▸ WHAT IS BEING ASKED
Copy each of the rows below word for word, with no changes.

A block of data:
/---

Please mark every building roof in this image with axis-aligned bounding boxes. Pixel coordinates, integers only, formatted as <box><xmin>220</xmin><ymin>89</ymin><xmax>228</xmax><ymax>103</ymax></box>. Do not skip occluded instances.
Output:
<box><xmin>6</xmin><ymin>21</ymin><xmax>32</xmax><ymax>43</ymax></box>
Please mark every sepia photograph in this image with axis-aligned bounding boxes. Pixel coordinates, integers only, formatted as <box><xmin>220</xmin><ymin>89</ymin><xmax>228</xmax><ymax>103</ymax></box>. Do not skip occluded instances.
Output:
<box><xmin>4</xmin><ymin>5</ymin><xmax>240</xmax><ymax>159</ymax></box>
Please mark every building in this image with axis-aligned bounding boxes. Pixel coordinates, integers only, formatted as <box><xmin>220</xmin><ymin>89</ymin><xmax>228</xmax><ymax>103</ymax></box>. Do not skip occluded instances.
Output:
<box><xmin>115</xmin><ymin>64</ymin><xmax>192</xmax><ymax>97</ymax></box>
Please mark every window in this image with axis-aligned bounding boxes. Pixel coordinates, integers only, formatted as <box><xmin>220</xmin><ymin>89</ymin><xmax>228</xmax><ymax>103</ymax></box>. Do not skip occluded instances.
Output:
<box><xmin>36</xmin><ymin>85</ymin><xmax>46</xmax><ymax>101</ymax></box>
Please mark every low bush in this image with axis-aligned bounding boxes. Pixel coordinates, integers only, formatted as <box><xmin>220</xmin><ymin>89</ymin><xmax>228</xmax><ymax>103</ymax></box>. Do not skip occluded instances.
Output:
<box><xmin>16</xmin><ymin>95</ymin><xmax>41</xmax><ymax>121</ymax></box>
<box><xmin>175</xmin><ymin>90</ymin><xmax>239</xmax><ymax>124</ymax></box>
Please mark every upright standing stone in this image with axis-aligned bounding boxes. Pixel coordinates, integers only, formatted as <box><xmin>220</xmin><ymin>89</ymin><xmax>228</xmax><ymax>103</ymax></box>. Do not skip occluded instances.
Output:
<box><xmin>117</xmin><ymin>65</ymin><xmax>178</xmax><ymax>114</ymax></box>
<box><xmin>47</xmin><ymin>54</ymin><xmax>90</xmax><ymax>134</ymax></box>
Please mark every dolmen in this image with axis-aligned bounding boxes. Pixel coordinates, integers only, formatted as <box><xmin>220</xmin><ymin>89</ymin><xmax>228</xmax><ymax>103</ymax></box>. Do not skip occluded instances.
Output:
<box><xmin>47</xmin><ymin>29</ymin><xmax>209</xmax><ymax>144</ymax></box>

\---

▸ SOLUTION FOR THIS TASK
Please mark every building roof in this image with axis-aligned bounding boxes. Pixel coordinates, integers only, formatted as <box><xmin>220</xmin><ymin>89</ymin><xmax>228</xmax><ymax>103</ymax></box>. Do not skip occluded instances.
Output:
<box><xmin>6</xmin><ymin>21</ymin><xmax>32</xmax><ymax>43</ymax></box>
Please mark every sepia photograph in this image with axis-aligned bounding boxes. Pixel coordinates, integers only, formatted as <box><xmin>220</xmin><ymin>89</ymin><xmax>228</xmax><ymax>103</ymax></box>. Do not skip occluded instances.
Output:
<box><xmin>4</xmin><ymin>5</ymin><xmax>240</xmax><ymax>159</ymax></box>
Please mark every building in this image with axis-aligned bounding boxes. Pixel coordinates, integers only, formatted as <box><xmin>220</xmin><ymin>89</ymin><xmax>228</xmax><ymax>103</ymax></box>. Do not skip occluded instances.
Output:
<box><xmin>115</xmin><ymin>64</ymin><xmax>192</xmax><ymax>97</ymax></box>
Please mark every window in this image with axis-aligned bounding boxes. Pixel coordinates, integers only, formatted as <box><xmin>220</xmin><ymin>89</ymin><xmax>228</xmax><ymax>103</ymax></box>. Do not skip occluded instances.
Output:
<box><xmin>36</xmin><ymin>85</ymin><xmax>46</xmax><ymax>101</ymax></box>
Please mark every low bush in this image with axis-aligned bounding boxes. Pixel coordinates, integers only, formatted as <box><xmin>220</xmin><ymin>89</ymin><xmax>228</xmax><ymax>103</ymax></box>. Do not skip occluded instances.
Output:
<box><xmin>16</xmin><ymin>95</ymin><xmax>41</xmax><ymax>121</ymax></box>
<box><xmin>175</xmin><ymin>90</ymin><xmax>239</xmax><ymax>124</ymax></box>
Please mark every upright standing stone in this image with axis-aligned bounding boxes. Pixel coordinates, integers only, formatted as <box><xmin>220</xmin><ymin>89</ymin><xmax>228</xmax><ymax>103</ymax></box>. Do not skip occluded instances.
Output:
<box><xmin>117</xmin><ymin>65</ymin><xmax>178</xmax><ymax>114</ymax></box>
<box><xmin>47</xmin><ymin>54</ymin><xmax>90</xmax><ymax>134</ymax></box>
Please mark every dolmen in this image with axis-aligned bounding boxes. Pixel coordinates, integers only, formatted as <box><xmin>220</xmin><ymin>89</ymin><xmax>228</xmax><ymax>103</ymax></box>. Do not skip occluded instances.
Output:
<box><xmin>47</xmin><ymin>29</ymin><xmax>209</xmax><ymax>144</ymax></box>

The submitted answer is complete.